# Task brief
Rewrite the listing below as a numbered list, leaving out any blank lines.

# Source data

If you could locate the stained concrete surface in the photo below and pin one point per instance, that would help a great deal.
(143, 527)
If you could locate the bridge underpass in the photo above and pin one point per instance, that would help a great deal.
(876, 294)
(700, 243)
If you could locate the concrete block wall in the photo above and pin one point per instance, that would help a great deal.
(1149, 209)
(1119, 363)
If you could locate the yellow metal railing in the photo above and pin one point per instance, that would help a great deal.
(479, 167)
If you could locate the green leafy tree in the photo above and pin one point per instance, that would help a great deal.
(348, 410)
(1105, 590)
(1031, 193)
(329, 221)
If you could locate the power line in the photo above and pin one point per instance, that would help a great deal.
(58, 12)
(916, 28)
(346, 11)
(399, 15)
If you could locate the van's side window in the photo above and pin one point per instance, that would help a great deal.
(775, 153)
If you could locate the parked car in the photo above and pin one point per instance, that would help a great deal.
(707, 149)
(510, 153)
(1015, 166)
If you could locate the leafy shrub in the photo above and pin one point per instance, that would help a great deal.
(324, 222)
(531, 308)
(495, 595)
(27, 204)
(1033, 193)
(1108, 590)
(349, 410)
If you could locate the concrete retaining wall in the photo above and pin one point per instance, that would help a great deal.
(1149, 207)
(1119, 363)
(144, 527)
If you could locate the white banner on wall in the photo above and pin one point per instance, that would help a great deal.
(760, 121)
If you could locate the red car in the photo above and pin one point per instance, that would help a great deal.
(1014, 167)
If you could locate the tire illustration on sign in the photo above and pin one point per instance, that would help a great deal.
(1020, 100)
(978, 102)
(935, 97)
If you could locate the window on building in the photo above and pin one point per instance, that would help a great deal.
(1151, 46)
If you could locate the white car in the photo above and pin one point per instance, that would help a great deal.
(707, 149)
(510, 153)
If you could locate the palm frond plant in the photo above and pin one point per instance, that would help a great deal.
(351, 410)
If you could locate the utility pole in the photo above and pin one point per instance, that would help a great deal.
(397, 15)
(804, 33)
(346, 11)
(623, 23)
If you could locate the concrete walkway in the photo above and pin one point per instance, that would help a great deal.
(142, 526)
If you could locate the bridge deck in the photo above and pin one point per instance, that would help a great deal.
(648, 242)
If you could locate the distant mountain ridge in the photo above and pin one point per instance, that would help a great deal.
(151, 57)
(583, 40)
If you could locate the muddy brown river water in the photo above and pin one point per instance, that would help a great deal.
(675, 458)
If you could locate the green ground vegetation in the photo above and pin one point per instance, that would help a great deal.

# Complete output
1. If you could locate the stained concrete surface in the photo below and pin one point per instance, that would help a great deal.
2. (143, 527)
3. If you could locate the bridge underpass in the photo above and pin one point per instance, that would help a great deal.
4. (876, 294)
5. (700, 243)
6. If you could locate the concrete block wall in the photo above and pin one point per instance, that would help a great deal.
7. (1149, 209)
8. (1119, 363)
9. If you could locate the yellow metal railing in the photo above and pin one point per instance, that would help a great deal.
10. (479, 167)
11. If you could locate the green leafy tree in the photo above and pin one point per instance, that would help a great deal.
12. (348, 410)
13. (1105, 590)
14. (1031, 193)
15. (329, 221)
16. If you could locate the power line in the photo above and pin one point per instance, that would help a great deal.
17. (58, 12)
18. (916, 28)
19. (346, 11)
20. (399, 15)
21. If you could locate the van's side window in the photo above and pin one point per instance, that would help a great deal.
22. (775, 153)
23. If you could locate the parked car in the photo above and pin one point per instance, that would help a great deal.
24. (707, 149)
25. (510, 153)
26. (1015, 166)
27. If you could locate the leafy shrub in the photo above and pin one point per instance, that would help a great deal.
28. (324, 222)
29. (531, 308)
30. (495, 595)
31. (27, 204)
32. (1033, 193)
33. (1108, 590)
34. (349, 410)
35. If you could locate the concrete retaining wall in the photo above and pin one point per instance, that would help a great deal.
36. (1149, 207)
37. (1119, 363)
38. (144, 527)
39. If you could locate the white banner on wall in the photo above and pin one point per instance, that would help a great deal.
40. (760, 121)
41. If you could locate the red car in the photo above and pin one point per instance, that would help a great deal.
42. (1014, 167)
43. If you could locate the tire illustration on sign in the photo above and pin one point per instance, that would help a great deal.
44. (1020, 100)
45. (978, 102)
46. (935, 97)
47. If you could locate the window on building in the photo above and pin one point per instance, that would help a great deal.
48. (1151, 46)
49. If you could locate the white car in the photo above and pin one point per instance, that would help a great deal.
50. (707, 149)
51. (510, 153)
52. If you could locate the palm frond plant in the photo above and pin one point per instance, that would help a great deal.
53. (351, 410)
54. If you could locate the utility pole in the photo above and pin one point per instance, that would help a great deal.
55. (397, 15)
56. (804, 33)
57. (346, 11)
58. (623, 23)
59. If you could locate the concrete walkway in the photo above and pin one point per instance, that would help a great deal.
60. (142, 526)
61. If you could locate the bridge deck in the photo above and pin one point per instance, that would help a great deal.
62. (648, 242)
63. If you could locate the distant mountain ridge in the photo above and pin one point per instance, that would help a great deal.
64. (151, 57)
65. (583, 40)
66. If you could locate the muddy brown river water in the photo above and pin one point per instance, that would help a great deal.
67. (675, 458)
68. If you could locate the green ground vegetation in the photo above and pin one point per instance, that would help a great deal.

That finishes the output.